§ What the exercise asks
Only the final stretch of the data is wanted: reproduce the line containing "Target: dense foliage" and each line after it, exactly.

§ Material shown
※
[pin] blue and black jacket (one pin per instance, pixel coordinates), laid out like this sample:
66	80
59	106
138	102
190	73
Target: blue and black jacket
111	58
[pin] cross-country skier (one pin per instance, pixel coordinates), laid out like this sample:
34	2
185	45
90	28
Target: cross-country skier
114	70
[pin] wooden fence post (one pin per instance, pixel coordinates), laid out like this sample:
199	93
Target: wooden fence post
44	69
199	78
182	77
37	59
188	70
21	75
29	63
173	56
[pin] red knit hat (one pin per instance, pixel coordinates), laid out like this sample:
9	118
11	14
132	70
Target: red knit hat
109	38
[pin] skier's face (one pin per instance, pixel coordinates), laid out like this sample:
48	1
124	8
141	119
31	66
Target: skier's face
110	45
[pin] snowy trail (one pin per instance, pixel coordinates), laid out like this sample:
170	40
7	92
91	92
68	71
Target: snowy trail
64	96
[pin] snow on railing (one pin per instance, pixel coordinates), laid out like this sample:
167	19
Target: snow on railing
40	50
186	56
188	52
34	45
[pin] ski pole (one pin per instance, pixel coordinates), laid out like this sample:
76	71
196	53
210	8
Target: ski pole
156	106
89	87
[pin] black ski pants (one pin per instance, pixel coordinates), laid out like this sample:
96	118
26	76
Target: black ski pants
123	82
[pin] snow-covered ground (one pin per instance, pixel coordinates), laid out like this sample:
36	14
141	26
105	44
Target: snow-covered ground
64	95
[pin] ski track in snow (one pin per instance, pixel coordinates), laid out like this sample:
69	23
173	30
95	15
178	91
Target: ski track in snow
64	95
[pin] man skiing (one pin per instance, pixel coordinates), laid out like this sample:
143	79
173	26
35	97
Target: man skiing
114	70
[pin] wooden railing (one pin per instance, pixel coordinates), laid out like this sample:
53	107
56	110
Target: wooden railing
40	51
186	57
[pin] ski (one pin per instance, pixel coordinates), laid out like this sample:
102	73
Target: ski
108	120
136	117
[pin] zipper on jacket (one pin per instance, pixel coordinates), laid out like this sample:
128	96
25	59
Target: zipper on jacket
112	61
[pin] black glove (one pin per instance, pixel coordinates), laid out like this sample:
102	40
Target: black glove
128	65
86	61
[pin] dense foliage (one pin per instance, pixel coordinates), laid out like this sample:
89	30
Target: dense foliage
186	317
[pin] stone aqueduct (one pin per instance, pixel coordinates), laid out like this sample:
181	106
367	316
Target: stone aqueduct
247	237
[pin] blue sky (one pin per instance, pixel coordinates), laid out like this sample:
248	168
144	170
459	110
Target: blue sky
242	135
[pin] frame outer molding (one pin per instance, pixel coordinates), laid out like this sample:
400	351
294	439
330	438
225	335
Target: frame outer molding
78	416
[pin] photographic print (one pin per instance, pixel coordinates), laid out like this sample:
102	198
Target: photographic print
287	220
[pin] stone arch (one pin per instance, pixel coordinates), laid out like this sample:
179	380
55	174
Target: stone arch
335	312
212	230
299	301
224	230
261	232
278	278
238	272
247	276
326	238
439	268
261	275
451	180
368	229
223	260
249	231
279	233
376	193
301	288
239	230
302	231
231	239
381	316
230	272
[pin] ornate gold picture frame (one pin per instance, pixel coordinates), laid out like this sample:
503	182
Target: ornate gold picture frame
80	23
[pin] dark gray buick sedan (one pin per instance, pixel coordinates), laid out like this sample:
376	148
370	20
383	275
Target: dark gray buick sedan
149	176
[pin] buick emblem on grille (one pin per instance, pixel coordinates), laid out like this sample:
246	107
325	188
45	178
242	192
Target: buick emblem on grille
※
§ Task answer
Target: dense foliage
186	317
[pin] stone aqueduct (one pin per instance, pixel coordinates), laid out like this sample:
181	106
367	316
Target: stone aqueduct
247	237
[pin] blue sky (one pin per instance, pixel coordinates), laid out like this sample:
248	168
144	170
459	110
Target: blue sky
242	135
[pin] frame outer molding (one pin per instance, pixel coordinates), laid out like this sample:
400	351
294	439
330	438
225	335
Target: frame outer molding
78	416
[pin] photographic print (one pin per instance, pixel coordinates), laid out like this sample:
102	198
Target: photographic print
287	220
[pin] stone arch (one pin per instance, pixel coordinates), laid out like this sample:
179	380
55	174
Target: stone arch
335	312
212	230
299	301
224	230
261	232
278	278
238	272
247	276
326	238
439	268
261	275
451	180
368	229
223	260
249	231
279	233
376	193
301	288
239	230
302	231
231	239
381	316
230	272
[pin] ornate gold picture frame (one pin per instance, pixel coordinates), laid out like this sample:
503	182
Target: ornate gold picture frame
80	23
[pin] dark gray buick sedan (one pin per instance, pixel coordinates), laid out like this sample:
376	148
370	20
383	275
Target: dark gray buick sedan
149	176
[pin] buick emblem on grille (one pin per instance, pixel coordinates), laid out like this sample:
246	107
325	188
45	178
242	192
Target: buick emblem on grille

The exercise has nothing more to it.